___ Exercise inputs

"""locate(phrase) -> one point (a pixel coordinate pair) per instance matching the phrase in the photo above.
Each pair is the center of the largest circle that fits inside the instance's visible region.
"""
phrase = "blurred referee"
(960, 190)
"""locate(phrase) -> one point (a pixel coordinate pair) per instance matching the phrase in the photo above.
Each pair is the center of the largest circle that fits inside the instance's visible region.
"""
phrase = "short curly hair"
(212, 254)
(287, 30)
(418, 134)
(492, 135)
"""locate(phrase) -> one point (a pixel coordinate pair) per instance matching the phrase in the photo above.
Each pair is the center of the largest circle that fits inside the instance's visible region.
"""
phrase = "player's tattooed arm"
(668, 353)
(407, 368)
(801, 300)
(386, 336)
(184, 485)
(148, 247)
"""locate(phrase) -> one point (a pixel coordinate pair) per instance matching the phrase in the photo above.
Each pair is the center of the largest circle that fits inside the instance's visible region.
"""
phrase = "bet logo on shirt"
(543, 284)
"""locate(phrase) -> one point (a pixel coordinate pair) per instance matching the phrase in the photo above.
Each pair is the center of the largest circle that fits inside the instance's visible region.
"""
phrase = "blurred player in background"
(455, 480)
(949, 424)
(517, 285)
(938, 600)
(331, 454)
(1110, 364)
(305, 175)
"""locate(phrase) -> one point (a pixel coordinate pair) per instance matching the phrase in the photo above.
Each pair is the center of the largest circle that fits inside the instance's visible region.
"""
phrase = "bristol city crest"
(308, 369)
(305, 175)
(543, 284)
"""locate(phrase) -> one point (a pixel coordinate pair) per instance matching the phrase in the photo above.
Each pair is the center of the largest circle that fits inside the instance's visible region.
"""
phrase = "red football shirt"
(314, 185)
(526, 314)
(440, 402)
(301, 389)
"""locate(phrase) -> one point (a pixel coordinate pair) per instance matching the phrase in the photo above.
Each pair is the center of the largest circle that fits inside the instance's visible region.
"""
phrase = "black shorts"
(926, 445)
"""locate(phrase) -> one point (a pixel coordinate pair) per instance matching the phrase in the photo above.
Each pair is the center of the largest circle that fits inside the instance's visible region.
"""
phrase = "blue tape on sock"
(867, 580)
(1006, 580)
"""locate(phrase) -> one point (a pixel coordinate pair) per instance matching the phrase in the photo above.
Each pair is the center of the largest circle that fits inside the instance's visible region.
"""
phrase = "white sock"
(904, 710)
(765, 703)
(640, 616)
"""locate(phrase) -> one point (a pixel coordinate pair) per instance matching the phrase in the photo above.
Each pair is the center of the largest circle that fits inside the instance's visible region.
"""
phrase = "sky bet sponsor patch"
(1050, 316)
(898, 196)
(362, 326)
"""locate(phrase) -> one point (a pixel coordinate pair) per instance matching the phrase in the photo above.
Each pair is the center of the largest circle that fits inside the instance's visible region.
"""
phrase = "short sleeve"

______

* What the task asks
How many lines in the records above contain the string "blurred"? Reply with the number only.

* Correct output
2